» Material shown:
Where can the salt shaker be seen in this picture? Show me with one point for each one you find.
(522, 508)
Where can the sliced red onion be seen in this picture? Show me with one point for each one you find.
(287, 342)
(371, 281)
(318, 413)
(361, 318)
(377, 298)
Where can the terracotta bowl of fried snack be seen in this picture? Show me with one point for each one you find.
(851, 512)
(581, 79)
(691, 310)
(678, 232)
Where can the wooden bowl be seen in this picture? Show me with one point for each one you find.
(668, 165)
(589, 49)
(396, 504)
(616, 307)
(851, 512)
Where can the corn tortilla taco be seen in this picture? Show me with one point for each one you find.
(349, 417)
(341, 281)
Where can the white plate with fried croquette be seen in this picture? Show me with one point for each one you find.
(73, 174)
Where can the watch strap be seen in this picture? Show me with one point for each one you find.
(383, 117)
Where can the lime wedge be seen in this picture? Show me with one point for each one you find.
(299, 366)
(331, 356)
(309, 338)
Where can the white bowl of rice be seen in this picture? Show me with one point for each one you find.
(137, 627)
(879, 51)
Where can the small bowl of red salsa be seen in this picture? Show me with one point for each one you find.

» Aim of the exercise: Swap every "Show me" in the listing above for "Mark", and leave everything else unchanged.

» Output of the exercise:
Where can the salt shaker be seen in this picture? Mark with one point for each one you find.
(522, 508)
Where can the sliced red onion be seen in this picture? Mark with one point for each one you find.
(287, 342)
(371, 281)
(318, 413)
(361, 318)
(377, 298)
Where can the terracotta bowl of fried snack be seen in this picture? Mark with one point for each one you find.
(851, 512)
(581, 79)
(691, 310)
(678, 232)
Where can the wooden bowl be seen in this picture? Mark with one point for each one you find.
(668, 165)
(589, 49)
(396, 504)
(616, 307)
(851, 512)
Where can the corn tortilla taco be seen in this picture? Mark with one point for each one you find.
(349, 417)
(341, 281)
Where can the white plate with fried croquette be seen in this picture? Mark with one point for each one you find.
(73, 174)
Where can the watch strap be seen in this picture? Mark with one point for each one you find.
(383, 117)
Where can the lime wedge be seen in this picture? Mark with one point for each one you find.
(299, 366)
(331, 356)
(309, 338)
Where can the white bowl of rice be seen in this picture? Mark with one point for each one you find.
(137, 627)
(879, 51)
Where can the small bowl of red salsa be seen in this picture? Mark with one point for each one you find.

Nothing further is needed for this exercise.